__Selected extract__
· · · · · · ·

Suddenly, black was everywhere. It caked the flesh of miners and ironworkers; it streaked the walls and windows of industrial towns; it thickened the smoky air above. Proprietors donned black clothing to indicate their status and respectability. New black dyes and pigments created in factories and chemical laboratories entered painters’ studios, enabling a new expression for the new themes of the industrial age: factory work and revolt, technology and warfare, urbanity and pollution, and a rejection of the old status quo. A new class of citizen, later to be dubbed the “proletariat,” began to appear in illustrations under darkened smokestacks. The industrial revolution had found its color.
Black is technically an absence: the visual experience of a lack of light. A perfect black dye absorbs all of the light that impinges on it, leaving nothing behind. This ideal is remarkably difficult to manufacture. The industrialization of the 18th and 19th centuries made it easier, providing chemists and paint-makers with a growing palette of black—and altering the subjects that the color would come to represent. “These things are intimately connected,” says science writer Philip Ball, author of Bright Earth: The Invention of Color. The reinvention of black, in other words, went far beyond the color.
Bideford black is an extraordinary material,” says Onya McCausland, a doctoral candidate in fine art at University College London. She is talking about a black pigment found in the Carboniferous formation that runs from Wales to Devon in England. Mined from the 18th to the 20th centuries, it was considered one of the best coal-based black pigments available. “Its texture is soft and velvety,” McCausland says. “It produces a very dense, bluish-black. If I want the black to be really immersive and dense, I’d use Bideford black.”
Bideford black was one of many carbon-based black pigments used from the 16th through the 19th centuries in Europe. Charcoal was the inexpensive mainstay, though it produced a gritty paint that was difficult to apply. Bone black (ground from burnt bones) gave a warm brownish black, while lamp black (burnt vegetable oils) and vine black (charred grapevines or other vegetable products) gave cooler shades. Black derived from ground ivory was perhaps the richest of the lot.
This dark arsenal of dyes supported an evolving but particular set of subjects and themes. For centuries, black was a color of death and evil. The Egyptian jackal-headed god Anubis, who guided souls to the afterlife, almost always appeared as a black figure, his skin matching the blackened flesh of mummified bodies. When the devil began to appear in European art, in the 11th century, he too was usually a nightmarish black.
Black also developed a second identity around this time representing the asceticism favored by monks, as noted by the French historian Michel Pastoureau. By the 15th century, black garb had become a fixture of regal courts in Europe, connoting power and privilege. Soon after, the growing middle class also adopted black garments to represent their growing wealth, as well as their piety.
Seeking to reflect the wealth around them, 16th- and 17th-century artists used this broad palette of blacks to distinguish the different tones and textures of their sitters’ sumptuous clothes. “In the late Middle Ages, black became the color of distinction,” says Ball.

· · · · · · ·

__Data section__
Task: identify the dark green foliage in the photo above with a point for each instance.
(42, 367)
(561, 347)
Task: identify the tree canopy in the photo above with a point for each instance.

· · · · · · ·

__What is being asked__
Continue the piece on the history of black as a color and pigment, starting after its final sentence.

__Task response__
The arrival of the industrial revolution in the 18th century sparked advances in mining technology that boosted the output of coal-based pigments including Bideford black, while simultaneously driving up demand. Bideford black was ideal for polishing up the cast iron stoves that swept into kitchens during the period, for example, and it also fuelled local lime kilns.
Black, which seemed to obscure and remove color and life, invited a new inner life.
Coal could also be baked in hot, airless ovens to drive off water and gasses to make coke, a high-carbon fuel useful for cooking, heating, and smelting ores. By the early 19th century, the purified coal-gas generated in this process—containing hydrogen and hydrocarbons—was being burned to light factories and streets. And when chemists began to investigate the sticky black waste left behind after coking or gasification, they found a rich source of organic molecules that would come to overshadow coal itself as a direct source of pigment.
In the 1840s, August Hofmann extracted aniline (a benzene ring connected to a nitrogen-containing amine group) from coal tar. Then in 1856, William Perkin, a student of Hofmann’s, oxidized aniline to create a deep purple dye, subsequently called mauve. This marked the birth of a completely new industry: synthetic dyes. By 1860, other researchers had found that oxidizing aniline under different conditions, using sulfuric acid and potassium dichromate, created a new black pigment: aniline black. The reaction fuses together 11 aniline molecules to make a complex chain of benzene rings connected by nitrogen atoms. Mixed in paint or ink, it produces a neutral, matte black also known as Pigment Black 1.
This compound—and many other synthetic organic blacks—would be produced on an enormous scale for printing and dying cloth. They also opened up new possibilities for black ink, which had traditionally been made with lamp black or iron gall. Soluble synthetic organic dyes were much more versatile, and could be mixed with different solvents to create just the right consistency of ink for applications as diverse as ballpoint pens, felt-tip pens, and spray paints.
Around the middle of the century, paint-makers began to offer a synthetic inorganic black pigment known as Mars black. It was made by reacting iron sulfate with an alkali such as lime or caustic soda—all chemicals that were in widespread use at the time— to make iron oxide. Mars black had a much smaller particle size than its natural equivalent. This made it handle well on the brush, and gave better coverage on the canvas. And it had a greater tinting strength than even ivory black, making it probably the most opaque black available at the time.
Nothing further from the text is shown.